▶ Stored records:
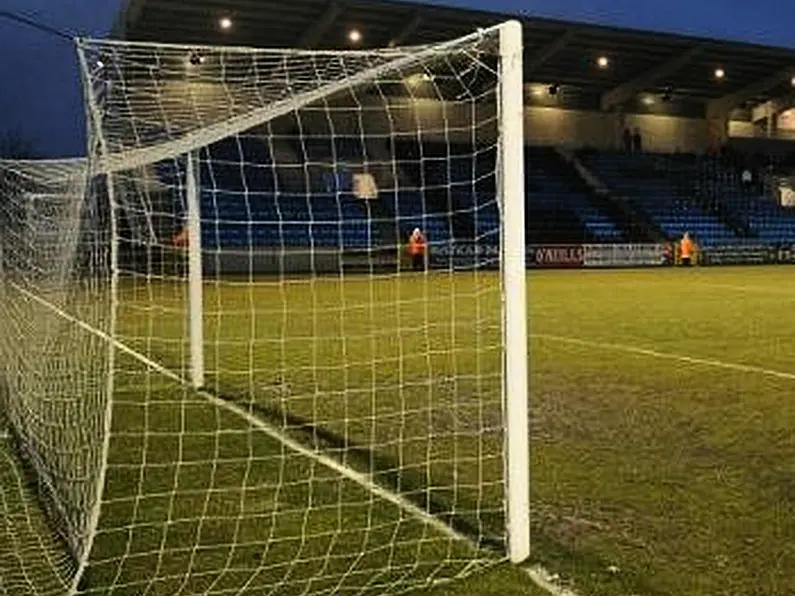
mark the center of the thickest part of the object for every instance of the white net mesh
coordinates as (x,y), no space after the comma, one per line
(55,270)
(348,433)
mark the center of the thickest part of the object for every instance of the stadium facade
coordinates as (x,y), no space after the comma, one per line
(585,83)
(632,137)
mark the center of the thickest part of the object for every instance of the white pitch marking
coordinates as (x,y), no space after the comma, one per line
(748,368)
(548,582)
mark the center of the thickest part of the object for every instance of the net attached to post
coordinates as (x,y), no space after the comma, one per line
(298,406)
(55,272)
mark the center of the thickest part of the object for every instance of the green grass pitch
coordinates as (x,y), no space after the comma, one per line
(662,441)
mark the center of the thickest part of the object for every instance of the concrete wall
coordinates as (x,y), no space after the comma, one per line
(452,122)
(741,129)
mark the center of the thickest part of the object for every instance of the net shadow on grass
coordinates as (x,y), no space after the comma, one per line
(384,469)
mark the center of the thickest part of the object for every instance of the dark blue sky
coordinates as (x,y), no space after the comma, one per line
(40,89)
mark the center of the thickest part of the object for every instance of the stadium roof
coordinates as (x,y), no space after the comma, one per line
(728,74)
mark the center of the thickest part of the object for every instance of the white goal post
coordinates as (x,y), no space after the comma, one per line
(298,398)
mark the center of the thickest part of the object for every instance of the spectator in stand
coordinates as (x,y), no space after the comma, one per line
(417,248)
(747,178)
(687,250)
(637,141)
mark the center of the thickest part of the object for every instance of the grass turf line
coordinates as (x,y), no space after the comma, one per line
(675,476)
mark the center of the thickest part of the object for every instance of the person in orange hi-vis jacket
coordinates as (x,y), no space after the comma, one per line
(417,248)
(687,250)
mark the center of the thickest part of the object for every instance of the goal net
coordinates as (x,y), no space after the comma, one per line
(55,393)
(315,326)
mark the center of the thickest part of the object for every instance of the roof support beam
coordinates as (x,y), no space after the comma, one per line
(407,30)
(737,98)
(626,91)
(773,107)
(128,16)
(315,33)
(536,60)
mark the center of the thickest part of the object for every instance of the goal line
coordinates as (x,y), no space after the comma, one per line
(359,478)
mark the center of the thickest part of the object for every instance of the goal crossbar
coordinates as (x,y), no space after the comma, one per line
(207,135)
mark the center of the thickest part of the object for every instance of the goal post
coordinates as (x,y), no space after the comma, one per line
(287,407)
(511,163)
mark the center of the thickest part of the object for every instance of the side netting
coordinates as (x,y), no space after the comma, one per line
(308,397)
(54,255)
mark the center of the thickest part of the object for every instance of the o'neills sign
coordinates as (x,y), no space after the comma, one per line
(554,256)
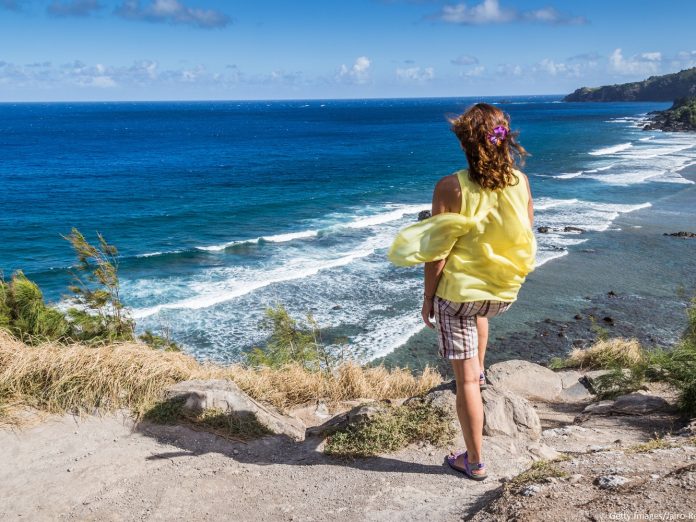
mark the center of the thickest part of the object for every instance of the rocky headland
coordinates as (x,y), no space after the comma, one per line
(677,87)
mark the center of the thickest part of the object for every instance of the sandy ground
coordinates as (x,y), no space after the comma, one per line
(105,468)
(102,468)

▶ SHORT TASK: Edit all the items above so that "thickest part" becomes "widest part" wherever it appears, keeping everything else the same. Omit the pictures from your answer.

▶ PROBLEM SOLUTION:
mark the center of the widest part of the object for every instance of the white net mesh
coordinates as (x,y), no space after the comma, one per line
(55,270)
(348,433)
mark the center of the widest part of the object for every instance of the stadium facade
coordinates as (x,y), no space after the comma, one per line
(585,83)
(632,137)
mark the center of the widest part of the object for every instance of the white pitch marking
coordinates as (x,y), no space after the comma, one per line
(748,368)
(548,582)
mark the center of the widest part of the object for every instance of the net attached to post
coordinates as (x,y), no space after the comma, one per line
(298,406)
(55,272)
mark the center of the widest part of the object for every instance of the green grass pitch
coordinates as (x,y), no space after the comma, one per line
(662,441)
mark the center of the widest part of the object for every instance of the concrete wall
coordinates as (x,y), no space after the comma, one per line
(452,122)
(741,129)
mark the center of the widest part of the object for every instance of the net shadow on grass
coordinates as (x,y), no space after the comma, one per line
(384,469)
mark the center of the widest part of the object for every instance of the dark blue sky
coordinates as (x,y), no space after the comma, one per line
(40,89)
mark the center of the widest part of the object for every instance of the stadium roof
coordinates as (x,y), no space after the comma, one per line
(728,74)
mark the center of the widest part of the object for every instance of the white goal post
coordinates as (x,y), no space after the comma, one per line
(298,398)
mark the center of the widest part of the object for every instance of the spectator in stand
coordinates as (x,y), no space after the comma, one per line
(417,248)
(747,178)
(687,250)
(637,141)
mark the center of the widest part of the object for every instance of the grass turf line
coordinates as (x,y), no space after the comma, one per line
(675,476)
mark the center of the widest part of the object for every instance of the person in orange hi-vis jacket
coordinates as (x,y), no space after the comma, one per line
(417,248)
(687,250)
mark the center of the widest part of the object for every instance of the goal net
coordinates as (x,y), no space after the comma, one per line
(55,393)
(315,326)
mark the center of the widest part of the object for every instance of the roof support beam
coordinates as (x,y), no space after the comma, one per line
(407,30)
(737,98)
(626,91)
(773,107)
(128,16)
(315,33)
(536,60)
mark the center of the widest part of the object for every instance of the goal line
coordinates as (x,y), no space after the comma, one per line
(359,478)
mark the center of the widest part of the object for every instance of the goal crossbar
coordinates as (x,y), no space after the comma, one per line
(207,135)
mark the center of the widest part of the object for every instance of the goal post
coordinates as (x,y), no space after the comma, one per line
(287,407)
(511,163)
mark the center of the widest part of the object for every instance of the side netting
coordinates as (x,y), no space after the comma, one per line
(308,397)
(54,255)
mark the center of the widest part of the object for every instance of the o'neills sign
coordinates as (x,y), no space after the comma, one per line
(554,256)
mark the center of the widest part of the object for every instance of the rocky headland
coordinates as (x,y), no space after the comma, one per line
(677,87)
mark the center of the widest part of the object for every instance of the sandy ground
coordinates as (x,y), no space after the comma, one per line
(105,468)
(102,468)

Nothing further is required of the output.